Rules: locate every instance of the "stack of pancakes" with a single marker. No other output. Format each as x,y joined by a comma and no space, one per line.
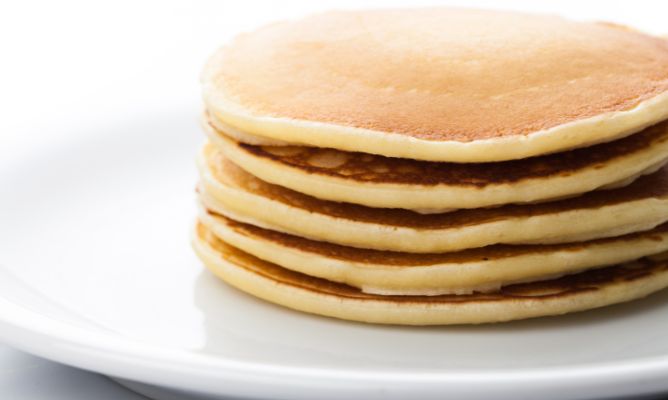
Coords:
437,166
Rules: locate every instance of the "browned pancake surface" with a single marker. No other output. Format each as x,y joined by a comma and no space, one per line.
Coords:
391,258
378,169
442,74
568,285
650,186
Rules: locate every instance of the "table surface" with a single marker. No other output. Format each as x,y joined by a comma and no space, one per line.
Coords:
171,39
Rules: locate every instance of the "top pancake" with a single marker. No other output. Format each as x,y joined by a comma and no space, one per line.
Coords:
440,84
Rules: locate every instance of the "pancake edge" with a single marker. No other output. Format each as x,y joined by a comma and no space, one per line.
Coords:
441,278
579,133
414,313
442,196
612,220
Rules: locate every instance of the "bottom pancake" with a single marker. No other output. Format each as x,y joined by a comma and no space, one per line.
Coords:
579,292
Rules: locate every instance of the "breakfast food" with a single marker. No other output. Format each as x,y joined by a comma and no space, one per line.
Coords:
437,166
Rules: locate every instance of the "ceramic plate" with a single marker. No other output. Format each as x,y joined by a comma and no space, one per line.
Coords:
96,271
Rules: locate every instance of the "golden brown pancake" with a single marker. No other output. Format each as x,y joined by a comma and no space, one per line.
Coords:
378,181
440,84
227,189
477,270
583,291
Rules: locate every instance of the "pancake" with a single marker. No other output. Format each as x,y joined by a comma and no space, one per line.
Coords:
228,190
583,291
378,181
478,270
439,84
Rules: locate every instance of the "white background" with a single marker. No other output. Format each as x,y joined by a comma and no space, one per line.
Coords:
73,58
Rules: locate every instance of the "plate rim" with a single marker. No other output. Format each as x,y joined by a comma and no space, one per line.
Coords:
121,357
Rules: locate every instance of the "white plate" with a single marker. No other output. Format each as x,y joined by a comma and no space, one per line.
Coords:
97,272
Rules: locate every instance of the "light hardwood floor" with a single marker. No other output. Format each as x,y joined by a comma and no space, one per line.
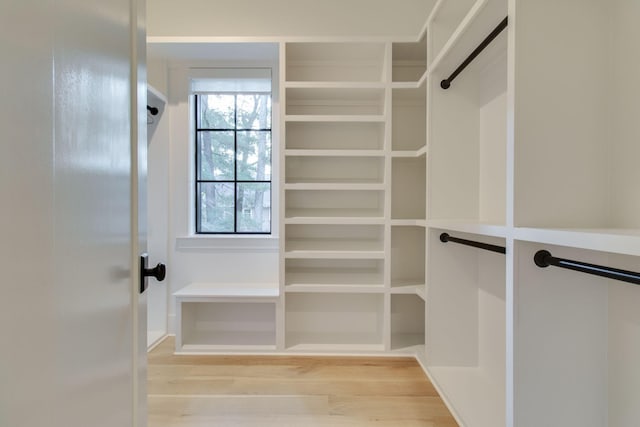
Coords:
266,391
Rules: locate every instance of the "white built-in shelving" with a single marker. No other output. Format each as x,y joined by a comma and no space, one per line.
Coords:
353,252
531,148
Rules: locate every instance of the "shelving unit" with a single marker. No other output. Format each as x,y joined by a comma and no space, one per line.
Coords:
521,158
468,126
355,132
334,322
407,256
466,292
409,61
214,317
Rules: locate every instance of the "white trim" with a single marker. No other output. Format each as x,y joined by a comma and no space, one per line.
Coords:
228,243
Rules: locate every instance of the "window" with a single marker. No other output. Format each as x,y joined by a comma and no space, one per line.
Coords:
233,152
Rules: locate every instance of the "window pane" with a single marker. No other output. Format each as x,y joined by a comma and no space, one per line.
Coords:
215,156
254,111
254,208
216,111
216,204
254,156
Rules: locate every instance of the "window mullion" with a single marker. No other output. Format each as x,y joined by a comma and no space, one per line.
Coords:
235,163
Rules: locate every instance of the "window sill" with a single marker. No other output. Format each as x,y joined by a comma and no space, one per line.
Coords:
228,243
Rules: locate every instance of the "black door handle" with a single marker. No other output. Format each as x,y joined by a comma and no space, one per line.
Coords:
159,272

+---+

▶ EXERCISE DESCRIPTION
Repeat the material above word for word, please, apart from its images.

▶ REPLY TO THE EXERCISE
Rules: locate every instance of the "stack of pancakes" with a single marker. No other output. Format each as x,y joined by a comma and no space, one per line.
Coords:
437,166
Rules: locate every instance of the "browned pancake surface" with a single marker. No other output. Format each as x,y joined by a comma and no space, one per line.
Coords:
391,258
378,169
442,74
568,285
650,186
Rules: locate every instance of the "table surface" with a single marker. No other output. Format each as x,y joined by a comma and no space, one per line.
Coords:
171,39
Rules: locate every instance of the "top pancake" with a single marker. No other output. Format each as x,y joined by a comma and no space, one per line.
Coords:
440,84
Rules: locate every instance of the "pancake edge" with a single marker. No other output. Format each as x,y joined by a comma and no space, one per line.
Coords:
441,278
579,133
414,313
442,196
612,220
Rules: locate every instance of the "bottom pancake" with a single marker. No other output. Format each as x,y joined by a comma and no space, one per line.
Coords:
579,292
Rules: locate every instance of the "breakfast food" with a single marker. No other output. Format each as x,y joined by a comma and no space, one per line.
Coords:
437,166
Rules: locate every instance of the "ceramic plate" with a single marker. No other output. Format each as x,y joined by a comma and no space, one per line.
Coords:
96,271
Rules: locate every instance of the "golden brown pancake" with a single marker. No other output. Format each as x,y joined by a comma and no space, one per line.
Coords:
378,181
440,84
227,189
477,270
583,291
Rules: locate every instance of the "pancake" with a single marker. No other output. Format each as x,y joined by a comma and no space, one per line.
Coords:
228,190
583,291
378,181
478,270
439,84
Rules: locate every instance of the "white background" with a single marker. No other output. Format each as x,y joined by a comma and no space, one per line.
Coords:
73,58
Rules: locate every instance of the "plate rim" with a single marker. No other output. Format each as x,y joined by a comma and no space, one per line.
Coords:
121,357
Rules: locate every instance of the "white plate" with a single marker. No other output. Format each as x,y joined by a comma and no space, one per line.
Coords:
97,272
Rules: locate every instance of the "light hardwood floor" with a single marker. No other output. Format each as x,y joined by a comma and no space, one per line.
Coords:
266,391
Rules: locate every instance of the "white built-in shelving" with a single marker. No other output. Format each as x,y joined by a comma and no space, one per line.
Coords:
353,252
531,148
Rules: locate every instance of the "shelving unit" with a single marker. No other output. Format each as x,y joined by a comma and no space, one per line.
Coords:
521,158
468,126
355,132
334,322
407,256
466,292
409,61
214,317
Rules: locate every instance of the "white trim" with a single marker. No other output. Format each as x,y joined by a comma and no space, one per line.
Coords:
228,243
Rules: locate every instance of the "window" with a single marker. No other output. Format each as x,y joined by a comma and no space, one per line.
Coords:
233,152
Rules: locate every instance of the "window pane" with a single marker. No other output. Format each as x,y joined by a comma and no space, one per line.
Coords:
215,156
254,111
254,208
216,111
216,204
254,156
Rules: locate every instance of the "window mullion" with a single marker. No other output. Format each as x,y joined by a comma and no space, one per line.
Coords:
235,163
Rules: locate every instance of the "window sill" with a single marker. No other output. Format each as x,y joined by a comma and no space, one per line.
Coords:
228,243
Rules: locate every instance of the "black door handle" with a single marker. No other output. Format each as x,y joined by a comma and no space, one per line.
Coords:
159,272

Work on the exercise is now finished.